→ **Отрывок текста**:
Перевернута последняя страница. Позади — причудливый мир, где с легкостью раздвигаются горизонты пространства и времени, а предметы, деревья, камни, звери одухотворены живым человеческим началом, мир, где нет ничего окончательного, заданного раз и навсегда, где зыбкими оказываются даже границы нашего «я», назначенные самой природой. Можно спорить о принадлежности Белькампо к тому или иному направлению, об истоках его необычной художественности, можно удивляться прихотливому смешению фантастики, гротеска, поэтики обыденного, можно, наконец, улыбнуться самонадеянности писателя, который, пусть и в шутливой форме, печется о судьбе своих книг в 4000 году. Пожалуй, не удастся лишь, скользнув беглым взглядом, отложить эту книгу, так и не задумавшись над ней.
Рассказы, путевые заметки, эссе, в которые прихотливо вплетаются странные фантазии, сценки, анекдотические истории, оставляют впечатление фрагментарности, если не подметить то главное, что сообщает цельность небрежно рассыпанной мозаике. Сквозь пестрое многообразие неожиданных сюжетов и колоритных персонажей отчетливо проступает облик автора-рассказчика, который не довольствуется ролью бесстрастного хроникера, не прячется под маской равнодушной остраненности. Напротив, он без затей, пожалуй, даже несколько старомодно, напрямую обращается к читателю, не боясь иной раз впасть в назидательный тон. Присутствие рассказчика ощутимо в излюбленном Белькампо приеме повествования от первого лица, в повторении имени Белькампо — персонажа ряда произведений, наконец, в доверительности авторской интонации, в обращении к личному опыту читателя, в призыве к сопереживанию.

→ **Раздел материала**:
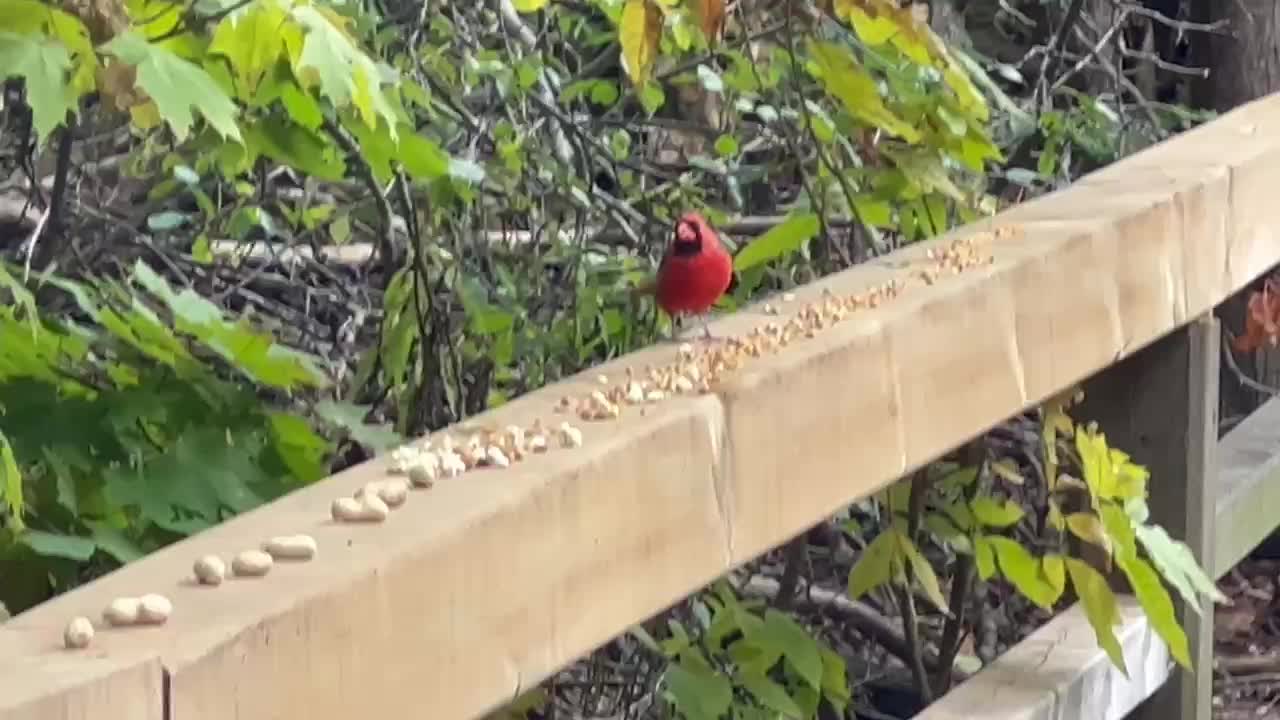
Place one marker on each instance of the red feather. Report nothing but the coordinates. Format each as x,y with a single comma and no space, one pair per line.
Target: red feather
696,269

→ **Что нужно сделать**: Скопируйте дословно часть текста о книге Белькампо, начиная со слов «Рассказы, путевые заметки, эссе, в» и заканчивая словами «призыве к сопереживанию.».

→ **Готовое задание**:
Рассказы, путевые заметки, эссе, в которые прихотливо вплетаются странные фантазии, сценки, анекдотические истории, оставляют впечатление фрагментарности, если не подметить то главное, что сообщает цельность небрежно рассыпанной мозаике. Сквозь пестрое многообразие неожиданных сюжетов и колоритных персонажей отчетливо проступает облик автора-рассказчика, который не довольствуется ролью бесстрастного хроникера, не прячется под маской равнодушной остраненности. Напротив, он без затей, пожалуй, даже несколько старомодно, напрямую обращается к читателю, не боясь иной раз впасть в назидательный тон. Присутствие рассказчика ощутимо в излюбленном Белькампо приеме повествования от первого лица, в повторении имени Белькампо — персонажа ряда произведений, наконец, в доверительности авторской интонации, в обращении к личному опыту читателя, в призыве к сопереживанию.